▶ _Teks Sumber_
--- --- ---

Senin, 28 Januari 2013

Fenomena Kesombongan


Bismillah


 Sifat sombong merupakan penyakit yang sangat membinasakan, Allah mewanti-wanti para hamba-Nya dari penyakit ini. Allah Ta’ala Berfirman :

“Dan janganlah kamu berjalan di muka bumi ini dengan sombong, karena Sesungguhnya kamu sekali-kali tidak dapat menembus bumi dan sekali-kali kamu tidak akan sampai setinggi gunung”. (Qs, Al Israa :37)

“Sesungguhnya Allah tidak menyukai orang-orang yang sombong dan membangga-banggakan diri” (QS, An Nissa :36)

Rasulullah Shalallahu ‘alaihi wasalam juga menwanti-wanti umatnya, beliau bersabda :
“Tidak akan masuk syurga orang yang didalam hatinya terdapat sifat sombong walaupun sebesar biji zarah (atom)” (HR. Muslim 2/89 dan At Tirmidzi 3/243)

--- --- ---

▶ _Catatan Tersimpan_
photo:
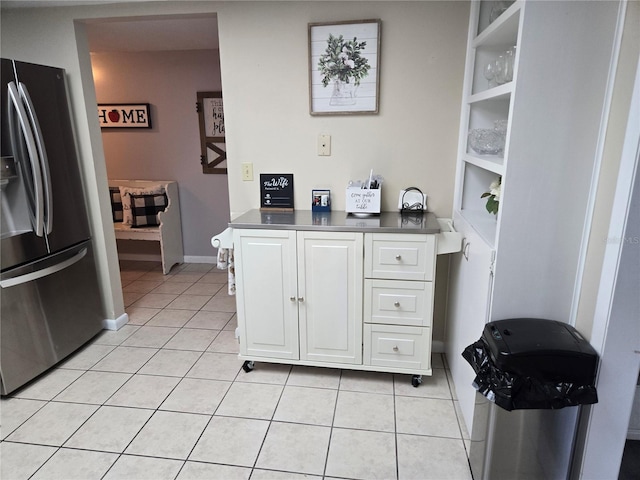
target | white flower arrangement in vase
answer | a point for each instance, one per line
(342, 62)
(494, 193)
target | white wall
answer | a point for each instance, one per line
(170, 150)
(263, 51)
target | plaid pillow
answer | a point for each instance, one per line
(116, 203)
(125, 195)
(145, 208)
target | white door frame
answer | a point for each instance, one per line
(616, 330)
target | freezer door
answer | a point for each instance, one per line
(48, 310)
(46, 89)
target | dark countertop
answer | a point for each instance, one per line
(338, 221)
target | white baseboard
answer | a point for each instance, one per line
(111, 324)
(143, 257)
(146, 257)
(437, 346)
(633, 434)
(199, 259)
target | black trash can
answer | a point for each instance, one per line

--- --- ---

▶ _Tugas_
Kutip ulang teks tentang fenomena kesombongan secara utuh tanpa mengubah apa pun. Gunakan teks tersebut sebagai satu-satunya acuan.

▶ _Jawaban Tugas_
Senin, 28 Januari 2013

Fenomena Kesombongan


Bismillah


 Sifat sombong merupakan penyakit yang sangat membinasakan, Allah mewanti-wanti para hamba-Nya dari penyakit ini. Allah Ta’ala Berfirman :

“Dan janganlah kamu berjalan di muka bumi ini dengan sombong, karena Sesungguhnya kamu sekali-kali tidak dapat menembus bumi dan sekali-kali kamu tidak akan sampai setinggi gunung”. (Qs, Al Israa :37)

“Sesungguhnya Allah tidak menyukai orang-orang yang sombong dan membangga-banggakan diri” (QS, An Nissa :36)

Rasulullah Shalallahu ‘alaihi wasalam juga menwanti-wanti umatnya, beliau bersabda :
“Tidak akan masuk syurga orang yang didalam hatinya terdapat sifat sombong walaupun sebesar biji zarah (atom)” (HR. Muslim 2/89 dan At Tirmidzi 3/243)